(Point placement listing)
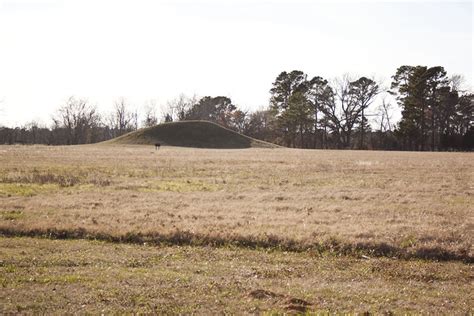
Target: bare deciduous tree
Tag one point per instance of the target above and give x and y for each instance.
(78, 119)
(122, 120)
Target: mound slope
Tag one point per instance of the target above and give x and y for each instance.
(199, 134)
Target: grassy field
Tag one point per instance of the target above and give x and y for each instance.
(249, 230)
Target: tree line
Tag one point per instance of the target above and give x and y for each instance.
(303, 112)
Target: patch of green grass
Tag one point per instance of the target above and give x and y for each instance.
(11, 215)
(26, 189)
(180, 186)
(200, 134)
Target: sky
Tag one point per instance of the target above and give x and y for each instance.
(152, 51)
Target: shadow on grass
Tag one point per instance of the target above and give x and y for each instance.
(328, 246)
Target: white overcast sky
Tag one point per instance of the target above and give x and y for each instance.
(155, 50)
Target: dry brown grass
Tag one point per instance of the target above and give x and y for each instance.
(347, 218)
(39, 276)
(383, 203)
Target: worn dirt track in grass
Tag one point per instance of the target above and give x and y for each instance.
(391, 203)
(74, 276)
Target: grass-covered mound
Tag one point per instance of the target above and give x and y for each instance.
(200, 134)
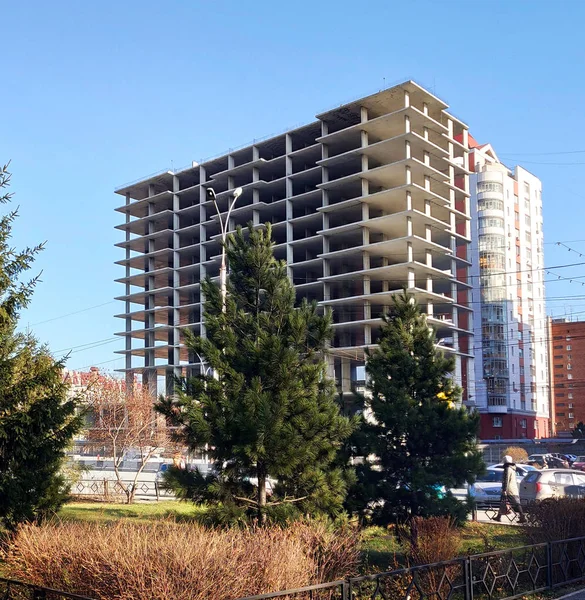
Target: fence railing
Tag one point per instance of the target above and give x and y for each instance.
(500, 575)
(112, 489)
(18, 590)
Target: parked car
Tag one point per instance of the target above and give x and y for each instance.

▸ **WHAT TO PRODUCE**
Copy every line of the listing above word for word, leaving out the pictures.

▸ **SOLUTION**
Target: bare deciduous tree
Tag one point per instance of the target above and give x and y for each instance.
(78, 119)
(122, 120)
Target: mound slope
Tag one point per instance of the target above and give x and y for each instance.
(199, 134)
Target: grassy field
Tag one point per instance of the target above and give x and y for each instance.
(249, 230)
Target: tree line
Tag one point per instance of the target above and give x and y for each instance.
(303, 112)
Target: patch of green grass
Tag one point per instance of the target above and give x and y for each instance.
(11, 215)
(26, 189)
(180, 186)
(200, 134)
Target: sky
Tag one point per instance of the target above and give x and y for each instance.
(152, 51)
Target: shadow on grass
Tag one point per instance of the target above and give x and y for each instance.
(328, 246)
Target: white overcast sky
Tag one point per instance of the target above and give x and y for each instance.
(155, 50)
Target: dry brown grass
Tag one point per instance of the target above and give x and y for each instance.
(347, 218)
(39, 276)
(383, 203)
Target: worn dirt track in grass
Tag one point per instance of the target above and give x and y for each instance.
(391, 203)
(74, 276)
Target: grass-covered mound
Tag one point per instance of the target above and give x and y for each instance.
(200, 134)
Target: fence railing
Tag one point per instance of the target above and give x and y for each instance.
(500, 575)
(112, 489)
(18, 590)
Target: parked car
Tag one point per instance of the target above and give x and y for each instance.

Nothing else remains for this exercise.